Render every line of the records below as a numbered list, omitting blank lines and leaving out the pictures.

[Pointing and labeling records]
+---+

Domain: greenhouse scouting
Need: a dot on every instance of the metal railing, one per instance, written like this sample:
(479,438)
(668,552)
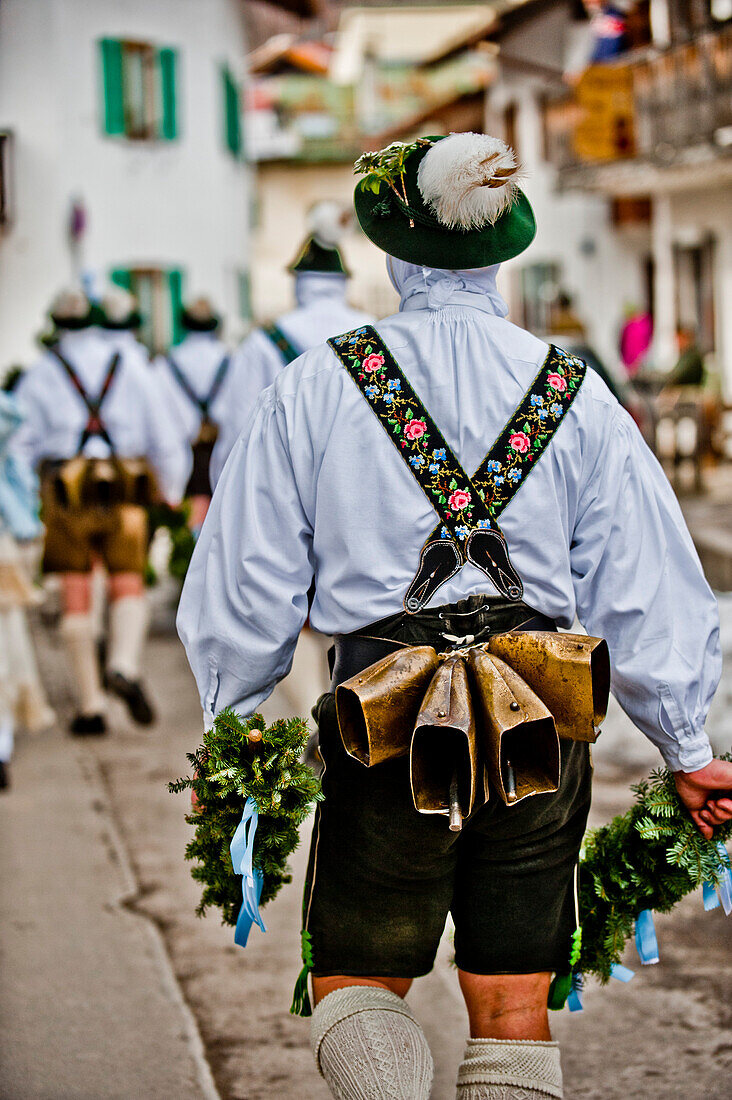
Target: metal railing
(680,98)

+---+

== Written response ==
1. Domain: greenhouse scouting
2. Need: a dot on every instance of the metal railing, one per instance, written like this sample:
3. (479,438)
4. (668,552)
5. Target: metal railing
6. (680,98)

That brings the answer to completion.